The increase in %MPE was significantly attenuated in the morphine group compared with that in the saline group at 90 and 120 min (P = 0.026 and 0.025) but not at 30, 60, and T30 min (P = 0.341, 0.054, and 0.316).

In contrast, in the saline group, remifentanil significantly increased %MPE to the cutoff values throughout remifentanil infusion in both tests (all values were 100 ± 0%), and those were significantly increased compared with that at baseline (all P < 0.001). %MPE returned to the baseline values after 30 min from the termination of remifentanil in both tests (TF test: −8.1 ± 3.9%, P = 0.056; CD test: 9.0 ± 4.5%, P = 0.051).

Discussion

This study investigated the development of cross-tolerance to the antinociceptive effect of remifentanil in morphine-tolerant rats on somatic and visceral nociceptive stimulation and demonstrated two important phenomena. Morphine-tolerant rats exhibit cross-tolerance to acute antinociceptive effects of remifentanil on somatic and visceral stimuli. Cross-tolerance to the antinociceptive effect of remifentanil can be higher and faster on somatic stimulus than that on visceral stimulus.

Image point grounding data:
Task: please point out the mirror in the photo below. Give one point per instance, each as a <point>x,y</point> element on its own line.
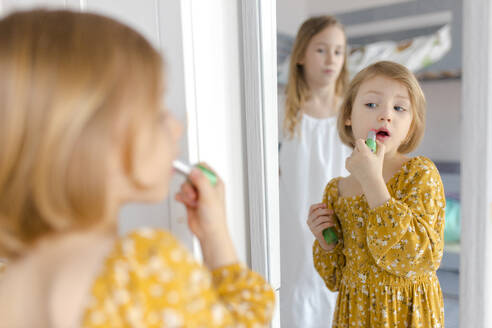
<point>426,38</point>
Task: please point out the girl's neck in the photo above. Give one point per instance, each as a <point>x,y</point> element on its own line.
<point>322,102</point>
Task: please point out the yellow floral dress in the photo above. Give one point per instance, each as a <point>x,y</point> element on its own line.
<point>151,280</point>
<point>384,266</point>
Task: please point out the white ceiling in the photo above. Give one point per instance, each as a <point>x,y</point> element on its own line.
<point>336,6</point>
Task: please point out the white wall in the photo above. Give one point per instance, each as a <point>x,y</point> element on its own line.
<point>442,139</point>
<point>290,15</point>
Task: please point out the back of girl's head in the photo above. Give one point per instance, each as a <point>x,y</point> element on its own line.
<point>73,87</point>
<point>297,89</point>
<point>400,74</point>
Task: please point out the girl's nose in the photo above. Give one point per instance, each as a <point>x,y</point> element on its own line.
<point>385,115</point>
<point>329,58</point>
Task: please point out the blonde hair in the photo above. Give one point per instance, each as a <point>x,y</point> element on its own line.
<point>297,90</point>
<point>73,86</point>
<point>400,74</point>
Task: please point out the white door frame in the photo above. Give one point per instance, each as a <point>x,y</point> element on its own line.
<point>476,163</point>
<point>260,106</point>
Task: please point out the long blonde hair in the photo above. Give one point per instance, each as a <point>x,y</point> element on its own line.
<point>400,74</point>
<point>297,90</point>
<point>71,84</point>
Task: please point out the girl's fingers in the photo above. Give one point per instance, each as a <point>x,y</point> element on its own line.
<point>315,207</point>
<point>322,211</point>
<point>321,219</point>
<point>323,225</point>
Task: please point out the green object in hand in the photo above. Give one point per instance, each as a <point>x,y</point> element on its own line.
<point>209,174</point>
<point>330,236</point>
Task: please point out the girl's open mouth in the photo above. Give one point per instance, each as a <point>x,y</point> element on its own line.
<point>382,134</point>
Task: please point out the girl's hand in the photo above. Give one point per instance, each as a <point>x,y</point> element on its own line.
<point>365,165</point>
<point>319,219</point>
<point>205,207</point>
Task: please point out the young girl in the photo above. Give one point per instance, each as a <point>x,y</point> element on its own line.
<point>310,155</point>
<point>389,213</point>
<point>83,130</point>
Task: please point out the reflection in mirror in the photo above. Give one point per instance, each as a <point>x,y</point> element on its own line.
<point>314,60</point>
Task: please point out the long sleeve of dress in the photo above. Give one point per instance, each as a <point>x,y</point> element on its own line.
<point>405,235</point>
<point>329,264</point>
<point>151,280</point>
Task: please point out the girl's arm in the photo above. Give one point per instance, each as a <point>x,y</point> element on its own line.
<point>405,234</point>
<point>151,280</point>
<point>329,264</point>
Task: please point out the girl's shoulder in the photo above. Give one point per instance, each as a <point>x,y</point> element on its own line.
<point>331,190</point>
<point>414,172</point>
<point>418,164</point>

- **PROBLEMS TO WORK ON**
1/ Summarize the remifentanil excerpt in two sentences.
2/ Decide whether each statement agrees with the remifentanil excerpt, answering yes or no and quoting the words that decide it.
(a) In the saline group, remifentanil raised %MPE to the cutoff values in both tests.
(b) At 30 min, %MPE in the morphine group was significantly attenuated compared with the saline group.
(c) Cross-tolerance to remifentanil can be higher and faster on the visceral stimulus than on the somatic stimulus.
3/ Answer these questions from the remifentanil excerpt.
(a) What P values are given for the attenuation at 90 and 120 min?
(b) In the saline group, what %MPE value and P value are given for the TF test 30 min after remifentanil was stopped?
(c) In what rats did the study investigate cross-tolerance to remifentanil?
Answer using only the remifentanil excerpt, not the entries.

- **REPLIES**
1/ Compared with the saline group, the morphine group's increase in %MPE was significantly attenuated at 90 and 120 min but not at 30, 60, and T30 min, while in the saline group remifentanil raised %MPE to the cutoff values throughout the infusion in both tests. The study found that morphine-tolerant rats exhibit cross-tolerance to remifentanil's acute antinociceptive effects on somatic and visceral stimuli, and this cross-tolerance can be higher and faster on the somatic stimulus.

2/
(a) Yes: "remifentanil significantly increased %MPE to the cutoff values throughout remifentanil infusion in both tests (all values were 100 ± 0%)"
(b) No: "but not at 30, 60, and T30 min (P = 0.341, 0.054, and 0.316)"
(c) No: "Cross-tolerance to the antinociceptive effect of remifentanil can be higher and faster on somatic stimulus than that on visceral stimulus."

3/
(a) P = 0.026 and 0.025
(b) −8.1 ± 3.9%, P = 0.056
(c) Morphine-tolerant rats